- _Fragmento proporcionado_
===

Participé, casi siempre como figura principal en los ballets, coros y representaciones de final de curso en el Teatro, organizados por las maestras, que también nos llevaban a misa los domingos y nos prepararon de la Primera Comunión. Las maestras que me han dejado más huella han sido doña Dolores Lineros y doña Concha Álvarez, que, además, de haberme dado alguna que otra lección de vida, me preparó de Ingreso para examinarme en el Instituto de Huelva. Este último curso en Lepe, con nueve años, estrené el colegio Alonso Barba. Ya mi padre me había hablado de este ilustre lepero.
Yo llegaba a casa y, sin que nadie me lo dijera, lo primero era hacer los deberes y dejar ordenada mi cartera. Fui una alumna aplicada. Nos encantaba que mi padre nos leyera todas las noches cuentos, historias, novelas y entretenimientos didácticos. Le pedíamos: “papá, más, un poquito más”. A veces nos ponía cine de dibujos animados. Mi madre era la transmisora de anécdotas e historias familiares y del pueblo, antiguas y actuales. Nos cautivaba con su espontaneidad y amenidad. También me ayudaba con mi colección de sellos, que yo pedía en los almacenes de higos y almendras de mi abuelo Eladio, de tíos y de conocidos. Nos ponía el Nacimiento con las figuritas de cuando ella era pequeña y la Cruz de mayo en el patio. Hacía primorosas labores.

===

- _Registros de anotación de coordenadas_

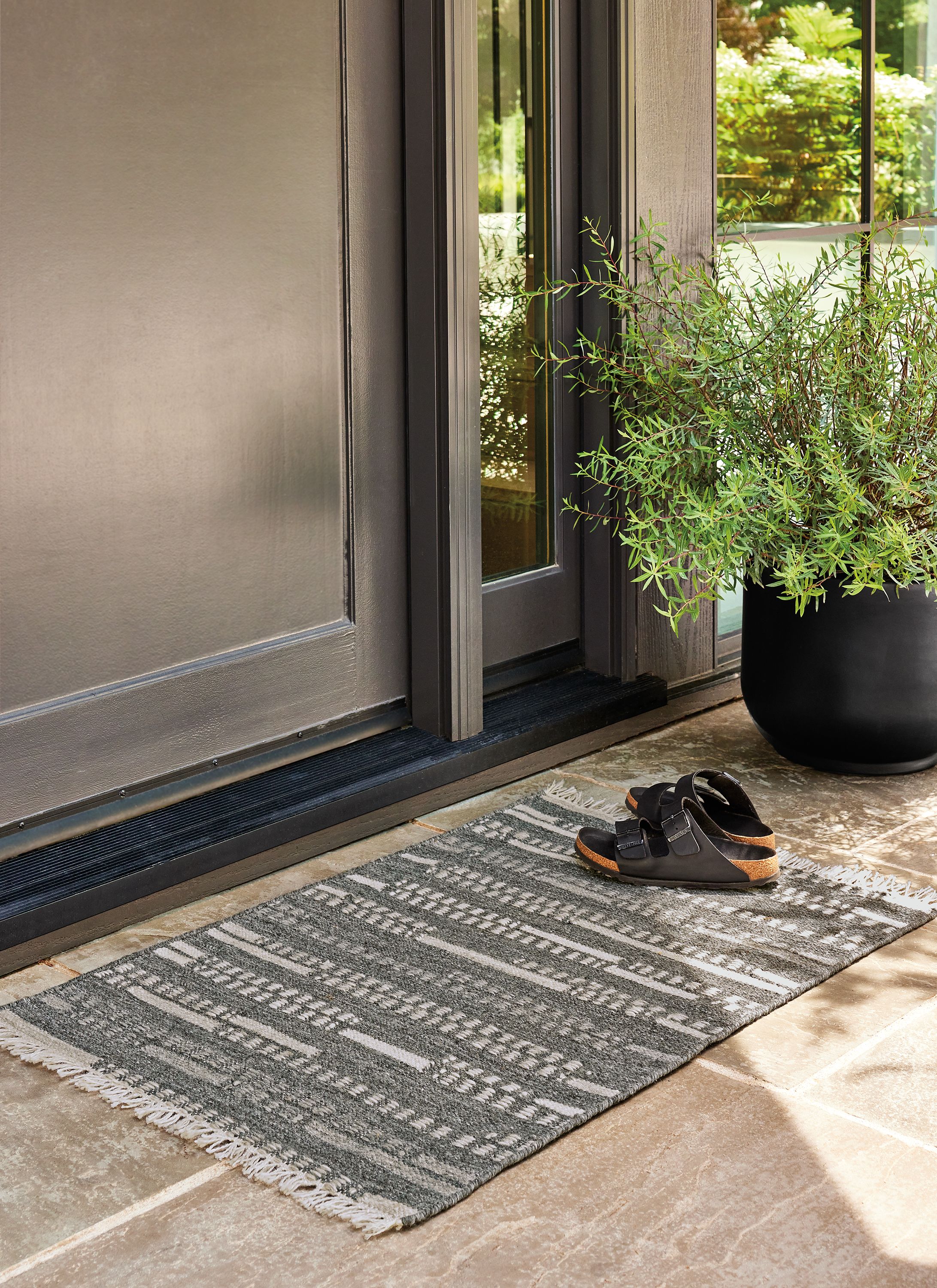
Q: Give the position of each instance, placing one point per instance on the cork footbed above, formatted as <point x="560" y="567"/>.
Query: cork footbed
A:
<point x="596" y="858"/>
<point x="757" y="869"/>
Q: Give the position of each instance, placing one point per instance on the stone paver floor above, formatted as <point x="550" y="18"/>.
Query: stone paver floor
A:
<point x="802" y="1152"/>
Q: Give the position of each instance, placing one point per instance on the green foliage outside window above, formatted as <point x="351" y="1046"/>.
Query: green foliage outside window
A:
<point x="788" y="120"/>
<point x="771" y="427"/>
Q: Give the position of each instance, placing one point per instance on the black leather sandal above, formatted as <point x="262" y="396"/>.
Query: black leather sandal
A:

===

- _En qué consiste_
Transcribe tal cual, del fragmento sobre los recuerdos de infancia, el pasaje comprendido entre "Yo llegaba a" y "Hacía primorosas labores.", ambos incluidos. Los registros son un material aparte, independiente del fragmento.

- _Resultado completo_
Yo llegaba a casa y, sin que nadie me lo dijera, lo primero era hacer los deberes y dejar ordenada mi cartera. Fui una alumna aplicada. Nos encantaba que mi padre nos leyera todas las noches cuentos, historias, novelas y entretenimientos didácticos. Le pedíamos: “papá, más, un poquito más”. A veces nos ponía cine de dibujos animados. Mi madre era la transmisora de anécdotas e historias familiares y del pueblo, antiguas y actuales. Nos cautivaba con su espontaneidad y amenidad. También me ayudaba con mi colección de sellos, que yo pedía en los almacenes de higos y almendras de mi abuelo Eladio, de tíos y de conocidos. Nos ponía el Nacimiento con las figuritas de cuando ella era pequeña y la Cruz de mayo en el patio. Hacía primorosas labores.